» TASK MATERIAL:
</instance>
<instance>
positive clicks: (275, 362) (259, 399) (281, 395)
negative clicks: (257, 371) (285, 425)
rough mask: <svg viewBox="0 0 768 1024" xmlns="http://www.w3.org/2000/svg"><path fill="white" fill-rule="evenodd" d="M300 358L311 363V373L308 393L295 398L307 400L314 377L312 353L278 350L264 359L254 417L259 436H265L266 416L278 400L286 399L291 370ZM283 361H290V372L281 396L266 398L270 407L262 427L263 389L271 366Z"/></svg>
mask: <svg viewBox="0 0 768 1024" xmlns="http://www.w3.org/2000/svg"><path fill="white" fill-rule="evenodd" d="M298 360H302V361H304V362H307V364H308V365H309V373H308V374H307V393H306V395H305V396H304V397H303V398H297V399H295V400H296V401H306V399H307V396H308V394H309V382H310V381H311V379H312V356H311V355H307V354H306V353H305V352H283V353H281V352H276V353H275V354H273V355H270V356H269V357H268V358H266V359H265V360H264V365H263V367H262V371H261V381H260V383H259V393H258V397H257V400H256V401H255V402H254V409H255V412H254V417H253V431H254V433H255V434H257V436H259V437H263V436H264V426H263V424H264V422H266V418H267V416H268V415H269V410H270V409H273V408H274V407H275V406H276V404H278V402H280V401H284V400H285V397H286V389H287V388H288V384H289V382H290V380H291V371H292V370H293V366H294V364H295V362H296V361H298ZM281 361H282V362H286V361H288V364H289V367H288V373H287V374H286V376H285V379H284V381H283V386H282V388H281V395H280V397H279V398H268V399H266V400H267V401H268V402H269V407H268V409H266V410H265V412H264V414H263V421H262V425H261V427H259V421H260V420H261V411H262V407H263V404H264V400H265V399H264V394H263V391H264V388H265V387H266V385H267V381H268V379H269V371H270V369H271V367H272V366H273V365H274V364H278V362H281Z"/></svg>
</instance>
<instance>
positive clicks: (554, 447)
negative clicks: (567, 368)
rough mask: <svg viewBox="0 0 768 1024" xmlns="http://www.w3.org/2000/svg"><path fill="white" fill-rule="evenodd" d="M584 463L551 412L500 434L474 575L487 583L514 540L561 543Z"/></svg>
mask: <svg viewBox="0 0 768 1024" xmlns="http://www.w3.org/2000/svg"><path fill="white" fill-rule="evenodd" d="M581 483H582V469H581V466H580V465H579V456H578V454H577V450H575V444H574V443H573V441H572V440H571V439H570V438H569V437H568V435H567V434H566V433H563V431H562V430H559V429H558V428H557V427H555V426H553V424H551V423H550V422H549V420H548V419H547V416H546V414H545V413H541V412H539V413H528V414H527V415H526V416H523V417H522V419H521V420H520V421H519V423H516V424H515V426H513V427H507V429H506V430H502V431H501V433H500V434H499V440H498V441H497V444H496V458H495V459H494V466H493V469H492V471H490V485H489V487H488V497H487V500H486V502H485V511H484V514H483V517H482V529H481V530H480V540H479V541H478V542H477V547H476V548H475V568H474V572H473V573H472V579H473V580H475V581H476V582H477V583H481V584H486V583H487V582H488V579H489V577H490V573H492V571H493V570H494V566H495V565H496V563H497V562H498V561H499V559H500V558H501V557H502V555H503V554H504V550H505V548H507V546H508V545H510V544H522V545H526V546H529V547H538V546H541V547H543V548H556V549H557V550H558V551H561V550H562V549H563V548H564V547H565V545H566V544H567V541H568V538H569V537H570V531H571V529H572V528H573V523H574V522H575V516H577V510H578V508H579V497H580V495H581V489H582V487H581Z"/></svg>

» GOAL OF THE EXERCISE:
Reproduce the listing above, swapping each instance of "rough mask" for "coarse mask" and leaving everything else unchanged.

» EXERCISE RESULT:
</instance>
<instance>
positive clicks: (275, 362) (259, 399) (281, 395)
negative clicks: (257, 371) (285, 425)
coarse mask: <svg viewBox="0 0 768 1024" xmlns="http://www.w3.org/2000/svg"><path fill="white" fill-rule="evenodd" d="M300 358L311 363V373L308 393L295 398L307 400L314 377L312 353L278 350L264 359L254 417L259 436H265L266 416L278 400L286 399L291 370ZM283 361H290V372L281 396L266 398L270 407L262 427L263 389L271 366Z"/></svg>
mask: <svg viewBox="0 0 768 1024" xmlns="http://www.w3.org/2000/svg"><path fill="white" fill-rule="evenodd" d="M298 360H302V361H304V362H307V364H308V365H309V373H308V374H307V393H306V395H305V396H304V397H303V398H297V399H295V400H296V401H306V399H307V396H308V394H309V382H310V381H311V379H312V356H311V355H307V354H306V353H305V352H283V353H281V352H276V353H275V354H273V355H270V356H269V357H268V358H266V359H265V360H264V365H263V367H262V371H261V381H260V383H259V393H258V397H257V400H256V401H255V402H254V409H255V412H254V417H253V431H254V433H255V434H257V436H259V437H263V436H264V426H263V424H264V422H266V418H267V416H268V415H269V410H270V409H273V408H274V407H275V406H276V404H278V402H280V401H284V400H285V397H286V389H287V388H288V384H289V382H290V380H291V371H292V370H293V366H294V364H295V362H296V361H298ZM281 361H282V362H286V361H288V364H289V367H288V373H287V374H286V376H285V379H284V381H283V386H282V388H281V395H280V397H279V398H268V399H266V400H267V401H268V402H269V407H268V409H266V410H265V412H264V414H263V421H262V425H261V427H259V421H260V420H261V411H262V407H263V404H264V400H265V399H264V394H263V391H264V388H265V387H266V385H267V381H268V379H269V371H270V369H271V367H272V366H273V365H274V364H278V362H281Z"/></svg>
</instance>
<instance>
positive clicks: (554, 447)
negative clicks: (567, 368)
coarse mask: <svg viewBox="0 0 768 1024" xmlns="http://www.w3.org/2000/svg"><path fill="white" fill-rule="evenodd" d="M584 463L551 412L500 434L474 575L487 583L514 540L561 543Z"/></svg>
mask: <svg viewBox="0 0 768 1024" xmlns="http://www.w3.org/2000/svg"><path fill="white" fill-rule="evenodd" d="M581 483H582V469H581V466H580V465H579V456H578V454H577V450H575V444H574V443H573V441H572V440H571V439H570V438H569V437H568V435H567V434H566V433H563V431H562V430H559V429H558V428H557V427H555V426H553V424H551V423H550V422H549V420H548V419H547V416H546V414H545V413H541V412H539V413H528V414H527V415H526V416H523V417H522V419H521V420H520V421H519V423H516V424H515V426H513V427H507V429H506V430H502V431H501V433H500V434H499V440H498V441H497V444H496V458H495V459H494V466H493V469H492V471H490V485H489V487H488V497H487V500H486V502H485V511H484V514H483V517H482V529H481V530H480V540H479V541H478V542H477V547H476V548H475V568H474V572H473V573H472V579H473V580H475V581H476V582H477V583H481V584H486V583H487V582H488V579H489V577H490V573H492V571H493V570H494V566H495V565H496V563H497V562H498V561H499V559H500V558H501V557H502V555H503V554H504V550H505V548H507V546H508V545H510V544H522V545H526V546H529V547H538V546H541V547H543V548H556V549H557V550H558V551H561V550H562V549H563V548H564V547H565V545H566V544H567V541H568V538H569V537H570V531H571V529H572V528H573V523H574V522H575V516H577V510H578V508H579V497H580V495H581V489H582V487H581Z"/></svg>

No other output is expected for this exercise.